# [DIRECTIONS FOR THIS TASK]
Please identify each line below that contains the word "handlebar" and copy those lines.

>> Begin EXTRACTED MATERIAL

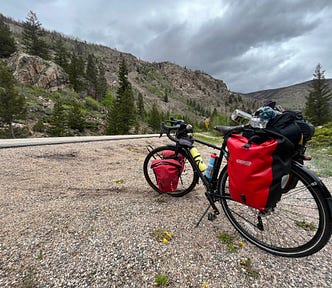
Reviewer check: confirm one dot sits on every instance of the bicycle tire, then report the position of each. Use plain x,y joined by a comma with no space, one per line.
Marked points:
187,181
298,226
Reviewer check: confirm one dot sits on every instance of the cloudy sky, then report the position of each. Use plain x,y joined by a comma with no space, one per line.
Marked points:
250,44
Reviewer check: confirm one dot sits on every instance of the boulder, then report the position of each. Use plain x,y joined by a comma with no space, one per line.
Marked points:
33,70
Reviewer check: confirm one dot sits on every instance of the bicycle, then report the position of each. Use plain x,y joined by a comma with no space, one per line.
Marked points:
300,224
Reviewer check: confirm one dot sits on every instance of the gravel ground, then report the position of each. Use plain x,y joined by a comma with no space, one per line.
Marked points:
82,215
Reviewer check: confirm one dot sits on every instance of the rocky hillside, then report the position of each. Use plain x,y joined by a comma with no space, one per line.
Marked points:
153,80
291,97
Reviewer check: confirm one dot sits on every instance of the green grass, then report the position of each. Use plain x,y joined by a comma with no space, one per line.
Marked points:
228,240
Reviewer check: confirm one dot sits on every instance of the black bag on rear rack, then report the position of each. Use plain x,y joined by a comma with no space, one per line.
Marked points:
292,125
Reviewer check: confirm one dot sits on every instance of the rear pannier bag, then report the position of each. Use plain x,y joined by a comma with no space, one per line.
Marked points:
168,170
255,169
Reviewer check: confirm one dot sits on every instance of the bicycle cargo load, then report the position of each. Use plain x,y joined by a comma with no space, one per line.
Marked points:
168,170
292,125
256,166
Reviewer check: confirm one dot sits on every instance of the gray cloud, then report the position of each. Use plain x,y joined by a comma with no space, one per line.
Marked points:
250,44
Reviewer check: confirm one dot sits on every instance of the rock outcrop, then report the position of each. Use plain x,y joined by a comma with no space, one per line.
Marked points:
33,70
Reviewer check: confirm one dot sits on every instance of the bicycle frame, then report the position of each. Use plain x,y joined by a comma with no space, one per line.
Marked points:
210,185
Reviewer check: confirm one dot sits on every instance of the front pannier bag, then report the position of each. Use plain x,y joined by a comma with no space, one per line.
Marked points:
168,170
255,169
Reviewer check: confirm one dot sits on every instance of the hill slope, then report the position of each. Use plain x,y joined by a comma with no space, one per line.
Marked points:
291,97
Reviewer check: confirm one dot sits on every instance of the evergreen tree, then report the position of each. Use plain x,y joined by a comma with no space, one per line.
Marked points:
76,72
61,56
7,42
101,85
317,108
122,114
58,125
12,104
140,106
91,69
75,117
155,118
32,37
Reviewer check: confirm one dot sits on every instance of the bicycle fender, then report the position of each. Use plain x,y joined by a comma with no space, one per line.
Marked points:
318,182
329,202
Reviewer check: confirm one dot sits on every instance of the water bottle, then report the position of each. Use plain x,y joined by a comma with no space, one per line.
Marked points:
209,169
198,159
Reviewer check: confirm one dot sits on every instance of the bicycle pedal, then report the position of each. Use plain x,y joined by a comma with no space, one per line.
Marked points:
212,216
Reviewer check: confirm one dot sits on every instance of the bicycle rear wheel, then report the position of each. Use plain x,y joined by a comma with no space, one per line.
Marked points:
298,226
188,178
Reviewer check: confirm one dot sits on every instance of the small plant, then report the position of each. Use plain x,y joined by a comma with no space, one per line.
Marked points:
228,240
40,255
161,280
162,235
247,264
29,279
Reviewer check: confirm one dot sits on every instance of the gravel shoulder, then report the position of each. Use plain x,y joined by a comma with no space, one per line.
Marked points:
82,215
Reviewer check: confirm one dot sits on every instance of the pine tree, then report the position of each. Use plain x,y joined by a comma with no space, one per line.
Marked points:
32,37
317,108
140,106
75,116
58,123
7,42
76,72
12,104
155,118
122,114
101,85
61,56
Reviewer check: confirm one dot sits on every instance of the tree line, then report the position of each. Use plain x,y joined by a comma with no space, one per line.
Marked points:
87,77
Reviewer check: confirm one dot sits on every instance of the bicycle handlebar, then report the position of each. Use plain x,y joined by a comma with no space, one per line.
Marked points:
181,128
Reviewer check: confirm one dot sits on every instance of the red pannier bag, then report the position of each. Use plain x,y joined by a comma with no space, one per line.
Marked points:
168,170
255,170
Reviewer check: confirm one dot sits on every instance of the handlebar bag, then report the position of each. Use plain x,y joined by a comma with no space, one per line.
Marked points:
168,170
256,168
292,125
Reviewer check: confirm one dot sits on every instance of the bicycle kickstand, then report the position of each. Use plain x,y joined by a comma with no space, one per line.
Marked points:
211,215
200,219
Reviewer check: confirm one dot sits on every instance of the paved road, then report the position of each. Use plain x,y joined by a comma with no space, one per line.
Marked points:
23,142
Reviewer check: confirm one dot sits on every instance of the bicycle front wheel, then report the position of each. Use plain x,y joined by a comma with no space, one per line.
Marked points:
187,180
298,226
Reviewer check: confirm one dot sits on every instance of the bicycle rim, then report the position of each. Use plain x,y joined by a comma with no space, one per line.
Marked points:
187,180
298,226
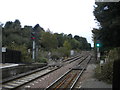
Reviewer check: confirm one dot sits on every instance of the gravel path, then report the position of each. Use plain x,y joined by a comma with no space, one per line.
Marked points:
89,81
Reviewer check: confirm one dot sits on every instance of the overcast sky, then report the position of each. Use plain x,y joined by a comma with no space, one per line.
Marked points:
62,16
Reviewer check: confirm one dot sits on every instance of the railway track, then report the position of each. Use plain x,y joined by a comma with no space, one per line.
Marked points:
24,79
70,78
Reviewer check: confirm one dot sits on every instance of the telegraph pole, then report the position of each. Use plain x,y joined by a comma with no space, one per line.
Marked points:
33,45
98,49
33,51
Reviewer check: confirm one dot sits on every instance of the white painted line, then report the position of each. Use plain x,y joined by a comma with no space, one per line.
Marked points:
9,66
27,86
6,86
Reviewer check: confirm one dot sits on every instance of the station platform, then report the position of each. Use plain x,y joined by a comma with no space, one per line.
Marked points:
6,65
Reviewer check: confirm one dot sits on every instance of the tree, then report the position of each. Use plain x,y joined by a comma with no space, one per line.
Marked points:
48,41
108,15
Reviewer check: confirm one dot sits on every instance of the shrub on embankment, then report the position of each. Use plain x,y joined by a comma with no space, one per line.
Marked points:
105,72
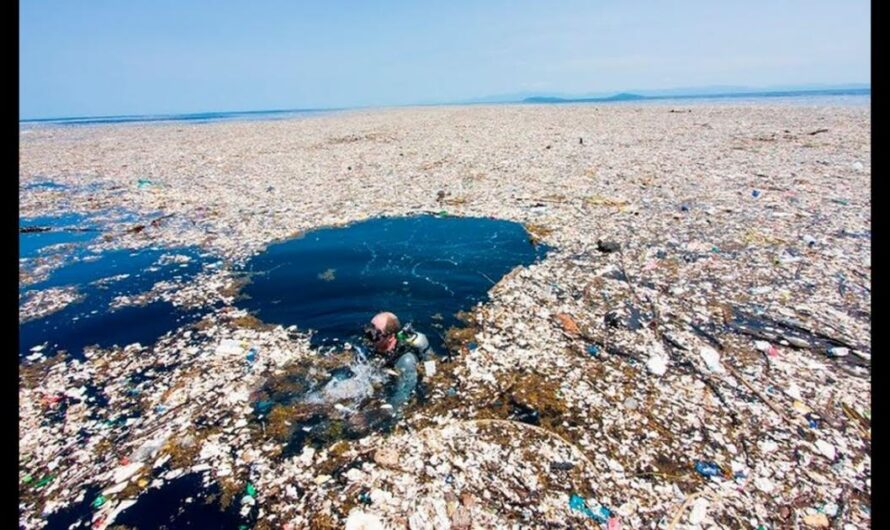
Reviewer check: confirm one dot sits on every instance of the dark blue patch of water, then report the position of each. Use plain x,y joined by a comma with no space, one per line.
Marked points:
184,503
423,268
91,321
38,233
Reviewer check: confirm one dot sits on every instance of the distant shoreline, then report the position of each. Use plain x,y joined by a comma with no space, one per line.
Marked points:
208,117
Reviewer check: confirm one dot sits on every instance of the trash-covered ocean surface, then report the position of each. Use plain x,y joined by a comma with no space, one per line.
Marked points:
696,353
423,268
86,297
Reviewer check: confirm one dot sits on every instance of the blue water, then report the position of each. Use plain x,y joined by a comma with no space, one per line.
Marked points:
67,228
422,268
197,117
91,321
827,97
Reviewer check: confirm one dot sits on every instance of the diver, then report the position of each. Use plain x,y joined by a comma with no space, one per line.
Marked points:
400,348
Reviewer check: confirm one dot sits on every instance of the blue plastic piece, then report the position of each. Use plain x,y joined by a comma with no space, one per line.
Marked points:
707,469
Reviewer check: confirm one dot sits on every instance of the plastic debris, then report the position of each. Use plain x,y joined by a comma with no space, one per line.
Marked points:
707,469
99,501
601,514
712,359
699,511
816,520
359,520
512,354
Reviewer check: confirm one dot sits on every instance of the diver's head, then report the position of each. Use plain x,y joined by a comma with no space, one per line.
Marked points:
381,333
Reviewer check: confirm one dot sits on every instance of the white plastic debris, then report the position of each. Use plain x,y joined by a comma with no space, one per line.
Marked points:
430,368
712,359
359,520
657,364
699,511
230,347
826,449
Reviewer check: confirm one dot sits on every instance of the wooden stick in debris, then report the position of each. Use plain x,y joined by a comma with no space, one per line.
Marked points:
766,401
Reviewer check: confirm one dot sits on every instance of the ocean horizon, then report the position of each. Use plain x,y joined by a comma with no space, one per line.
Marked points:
833,97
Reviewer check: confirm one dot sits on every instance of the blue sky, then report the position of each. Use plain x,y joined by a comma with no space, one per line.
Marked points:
91,57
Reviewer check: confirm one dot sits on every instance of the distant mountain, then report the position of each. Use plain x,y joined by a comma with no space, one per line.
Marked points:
624,96
696,91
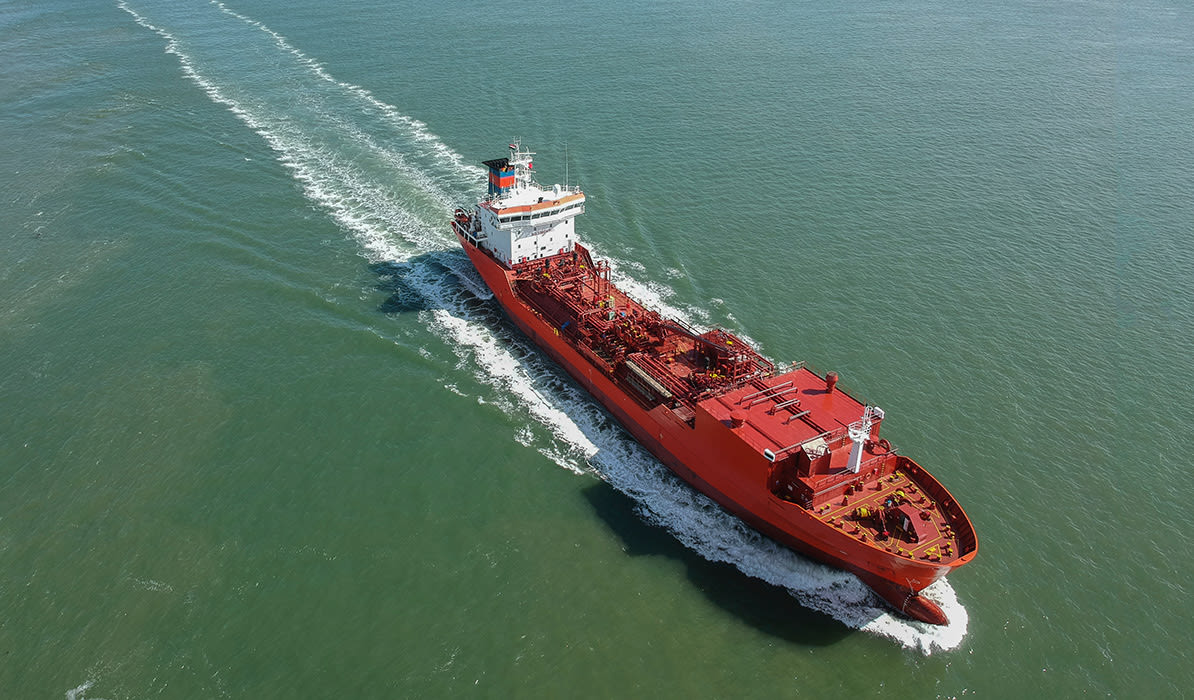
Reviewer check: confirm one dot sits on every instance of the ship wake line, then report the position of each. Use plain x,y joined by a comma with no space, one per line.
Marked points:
388,182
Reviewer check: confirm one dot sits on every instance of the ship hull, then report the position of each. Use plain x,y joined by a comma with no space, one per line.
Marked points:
716,462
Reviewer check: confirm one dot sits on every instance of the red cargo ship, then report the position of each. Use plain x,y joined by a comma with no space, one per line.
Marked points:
788,452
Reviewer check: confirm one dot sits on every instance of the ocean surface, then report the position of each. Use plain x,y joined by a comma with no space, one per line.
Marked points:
264,434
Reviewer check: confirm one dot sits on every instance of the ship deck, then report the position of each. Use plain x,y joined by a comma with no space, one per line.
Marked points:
773,413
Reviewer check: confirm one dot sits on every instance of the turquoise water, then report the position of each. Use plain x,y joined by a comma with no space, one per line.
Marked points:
264,434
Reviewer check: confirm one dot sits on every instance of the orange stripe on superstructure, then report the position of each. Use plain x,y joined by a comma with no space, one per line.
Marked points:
539,206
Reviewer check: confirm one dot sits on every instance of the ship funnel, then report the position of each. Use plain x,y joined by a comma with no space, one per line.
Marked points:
502,176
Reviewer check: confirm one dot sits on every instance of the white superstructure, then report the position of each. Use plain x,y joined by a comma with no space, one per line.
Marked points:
522,221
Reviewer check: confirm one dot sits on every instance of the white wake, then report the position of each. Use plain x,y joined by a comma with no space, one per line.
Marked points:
391,183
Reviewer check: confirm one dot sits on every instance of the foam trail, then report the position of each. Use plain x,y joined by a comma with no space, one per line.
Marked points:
391,183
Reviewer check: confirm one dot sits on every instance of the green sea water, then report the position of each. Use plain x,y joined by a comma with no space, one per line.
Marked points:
264,434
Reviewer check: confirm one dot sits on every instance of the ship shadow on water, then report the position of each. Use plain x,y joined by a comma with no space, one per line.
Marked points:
765,607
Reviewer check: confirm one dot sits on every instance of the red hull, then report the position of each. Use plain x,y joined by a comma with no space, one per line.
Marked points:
707,450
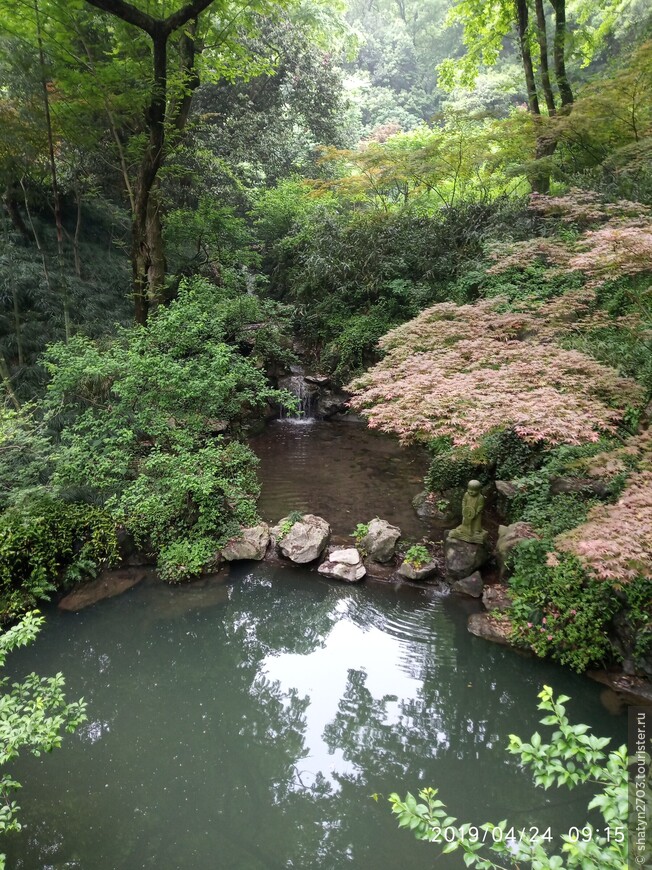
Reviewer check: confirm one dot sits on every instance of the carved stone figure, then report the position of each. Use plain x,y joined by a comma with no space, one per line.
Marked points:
470,530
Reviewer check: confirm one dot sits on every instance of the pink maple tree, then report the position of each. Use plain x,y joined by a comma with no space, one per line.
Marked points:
615,542
464,372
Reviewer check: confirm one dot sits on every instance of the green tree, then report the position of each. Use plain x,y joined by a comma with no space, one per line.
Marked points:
33,716
574,756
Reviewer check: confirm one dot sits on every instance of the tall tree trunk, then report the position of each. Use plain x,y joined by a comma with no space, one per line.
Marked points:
11,206
53,174
540,177
5,376
526,56
148,261
75,239
565,91
17,327
542,39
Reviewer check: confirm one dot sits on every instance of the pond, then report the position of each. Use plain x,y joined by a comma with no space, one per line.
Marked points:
245,721
341,471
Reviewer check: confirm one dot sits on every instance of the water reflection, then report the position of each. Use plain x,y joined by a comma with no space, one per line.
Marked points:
250,730
341,471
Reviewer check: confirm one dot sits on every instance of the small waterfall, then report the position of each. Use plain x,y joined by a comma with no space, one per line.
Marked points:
306,395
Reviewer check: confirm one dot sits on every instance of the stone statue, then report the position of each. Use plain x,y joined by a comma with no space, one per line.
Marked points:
471,529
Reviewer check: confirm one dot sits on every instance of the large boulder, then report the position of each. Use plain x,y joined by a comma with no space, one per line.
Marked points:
345,564
496,629
306,539
472,585
251,544
380,541
508,538
444,507
424,572
463,558
331,402
583,485
107,585
496,597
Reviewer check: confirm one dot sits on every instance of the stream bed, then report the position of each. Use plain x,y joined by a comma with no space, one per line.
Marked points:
246,720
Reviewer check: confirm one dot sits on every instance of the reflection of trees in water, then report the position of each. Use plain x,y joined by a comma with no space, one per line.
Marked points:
204,760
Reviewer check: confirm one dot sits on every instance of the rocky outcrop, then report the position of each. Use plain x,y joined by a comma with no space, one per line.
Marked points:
631,689
508,538
496,597
410,572
380,541
463,558
446,508
330,403
107,585
345,564
494,628
306,539
584,485
472,585
251,544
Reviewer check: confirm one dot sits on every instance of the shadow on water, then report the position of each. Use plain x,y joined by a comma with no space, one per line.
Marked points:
248,727
341,471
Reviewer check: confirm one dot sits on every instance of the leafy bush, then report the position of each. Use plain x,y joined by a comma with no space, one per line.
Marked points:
286,526
46,544
417,555
146,421
360,532
34,715
559,611
572,757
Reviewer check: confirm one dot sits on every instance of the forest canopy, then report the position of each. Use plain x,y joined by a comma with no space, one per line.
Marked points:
444,205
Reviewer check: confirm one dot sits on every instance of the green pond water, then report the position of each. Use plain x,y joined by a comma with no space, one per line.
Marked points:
245,723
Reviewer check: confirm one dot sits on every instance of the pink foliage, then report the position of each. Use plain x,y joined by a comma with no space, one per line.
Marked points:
615,542
463,372
585,206
614,250
622,245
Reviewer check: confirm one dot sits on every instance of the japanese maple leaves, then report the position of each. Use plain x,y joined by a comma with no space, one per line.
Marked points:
463,372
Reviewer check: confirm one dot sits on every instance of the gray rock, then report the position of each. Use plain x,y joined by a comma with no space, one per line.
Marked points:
318,380
506,488
508,538
380,541
444,507
252,544
496,597
348,556
490,627
348,573
305,541
462,558
107,585
331,403
345,564
585,485
472,585
408,571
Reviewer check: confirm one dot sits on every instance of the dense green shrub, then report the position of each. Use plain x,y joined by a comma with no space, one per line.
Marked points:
559,611
146,422
48,544
572,757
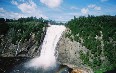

>> End EXTRACTED MATERIAL

# [ANSWER TO THE EXERCISE]
Reviewer check: confirm one dot sits on every instance of the bicycle handlebar, then report the position of each. Use plain x,y joined by a comma with no space, one per line.
Reviewer check: confirm one dot sits on every instance of the handlebar bag, then report the position of each. Use plain x,y joined by a comma with no space, one per line.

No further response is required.